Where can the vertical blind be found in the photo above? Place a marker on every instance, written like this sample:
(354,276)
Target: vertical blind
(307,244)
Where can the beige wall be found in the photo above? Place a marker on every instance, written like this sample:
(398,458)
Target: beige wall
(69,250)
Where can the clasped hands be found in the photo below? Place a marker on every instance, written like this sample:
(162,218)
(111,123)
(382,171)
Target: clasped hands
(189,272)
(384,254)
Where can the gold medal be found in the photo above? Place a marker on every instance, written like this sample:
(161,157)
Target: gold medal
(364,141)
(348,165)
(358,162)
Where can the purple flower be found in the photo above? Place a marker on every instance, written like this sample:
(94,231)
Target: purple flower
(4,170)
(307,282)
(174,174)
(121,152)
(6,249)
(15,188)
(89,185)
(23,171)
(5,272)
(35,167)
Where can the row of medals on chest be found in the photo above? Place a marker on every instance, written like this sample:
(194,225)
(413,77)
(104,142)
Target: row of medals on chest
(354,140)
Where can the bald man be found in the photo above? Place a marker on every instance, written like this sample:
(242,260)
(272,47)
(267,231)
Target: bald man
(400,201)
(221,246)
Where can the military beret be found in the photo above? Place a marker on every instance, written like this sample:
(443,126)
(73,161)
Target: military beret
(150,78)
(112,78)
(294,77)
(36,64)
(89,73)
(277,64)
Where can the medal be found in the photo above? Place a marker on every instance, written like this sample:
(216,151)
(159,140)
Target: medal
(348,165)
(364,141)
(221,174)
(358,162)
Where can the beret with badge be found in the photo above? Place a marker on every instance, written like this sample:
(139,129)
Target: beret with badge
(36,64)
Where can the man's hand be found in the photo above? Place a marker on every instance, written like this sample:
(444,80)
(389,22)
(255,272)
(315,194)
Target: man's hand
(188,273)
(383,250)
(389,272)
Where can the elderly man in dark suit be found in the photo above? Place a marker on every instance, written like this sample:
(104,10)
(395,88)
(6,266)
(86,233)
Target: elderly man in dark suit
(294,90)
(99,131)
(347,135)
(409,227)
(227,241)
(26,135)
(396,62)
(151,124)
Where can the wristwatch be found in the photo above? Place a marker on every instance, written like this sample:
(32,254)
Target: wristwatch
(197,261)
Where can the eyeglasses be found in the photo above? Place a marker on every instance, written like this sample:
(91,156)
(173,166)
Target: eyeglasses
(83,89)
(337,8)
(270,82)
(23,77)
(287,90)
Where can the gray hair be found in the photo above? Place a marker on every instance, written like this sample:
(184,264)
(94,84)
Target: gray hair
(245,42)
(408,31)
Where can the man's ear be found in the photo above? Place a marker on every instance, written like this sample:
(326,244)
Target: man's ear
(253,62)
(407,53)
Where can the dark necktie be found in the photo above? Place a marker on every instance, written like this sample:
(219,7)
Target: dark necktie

---

• **What the exercise asks**
Please edit the records above and write them out again, changing "Place a marker" to "Put a dot" throughout and leaving everything else unchanged.

• **Task output**
Where can the vertical blind be found in the photo above? Put a dot on every instance, written like this sample:
(354,276)
Target: vertical blind
(307,244)
Where can the beige wall be found in the photo above? Put a dot on every instance, written like this sample:
(398,458)
Target: beige wall
(69,250)
Where can the clasped hands be found in the photo below? Put a dot on every instance, written like this sample:
(162,218)
(111,123)
(382,171)
Target: clasped hands
(189,272)
(384,254)
Where can the gold medal be found in the photo above? Put a dot on every instance, written like this sample:
(161,157)
Target: gold medal
(364,141)
(348,165)
(358,162)
Where can the purple flower be found in the photo above? Put a dot on every instance, written like this sample:
(94,231)
Target: purple flower
(4,170)
(307,282)
(174,174)
(121,152)
(6,249)
(15,188)
(89,185)
(23,171)
(5,272)
(35,167)
Where can the row of medals on chest be found in the photo above? Put a dot on every instance, written like this sample:
(194,225)
(413,77)
(104,142)
Target: row of medals on chest
(354,140)
Where can the bald man be found in the photo above? Put a dot on every instance, written like this sample:
(242,260)
(272,47)
(267,231)
Target: bald man
(400,201)
(221,246)
Where can the military beret be found in the photo above? Put a dot on every instance, written like this sample:
(443,126)
(73,161)
Target: military beret
(150,78)
(112,78)
(294,77)
(36,64)
(89,73)
(277,64)
Where can the medal be found in the photo above? Put a dot on every instance, written like this sample:
(216,151)
(159,140)
Target: medal
(348,165)
(364,141)
(221,174)
(358,162)
Where can the beret with badge be found in the photo above? Put a dot on every instance, written like this sample:
(139,129)
Target: beret with badge
(36,64)
Where can the man's hand be found in the photo above? Put a dot on every instance, written like this sample:
(444,80)
(389,22)
(255,272)
(315,194)
Target: man's hand
(188,273)
(383,250)
(389,272)
Where can the elderly man in dark suit be found in the photo above? Put a dot on every instance, written like this sample:
(104,10)
(395,88)
(6,266)
(86,233)
Target: elderly man in dark suit
(294,90)
(99,131)
(347,135)
(409,227)
(227,241)
(26,135)
(396,62)
(151,124)
Where can the wristwatch be found in the photo above? Put a dot on every instance, written like this sample:
(32,254)
Target: wristwatch
(197,261)
Where can the eyeglasses be found in the photo above? Put a dot on every instance, written like this sample:
(91,156)
(173,166)
Target: eyeglasses
(83,89)
(337,8)
(270,82)
(23,77)
(287,90)
Where can the gray hair be found in the photo above? Put a dot on every instance, written like this sample:
(184,264)
(94,84)
Target: gray hair
(245,42)
(408,31)
Where can the man's ear be found in the photo above? Put a dot on every instance, written like this sample:
(326,244)
Target: man's ear
(253,62)
(407,53)
Where can the dark necktie be found in the photo above? Put a dot on every instance, written like this sample:
(219,7)
Target: dark necktie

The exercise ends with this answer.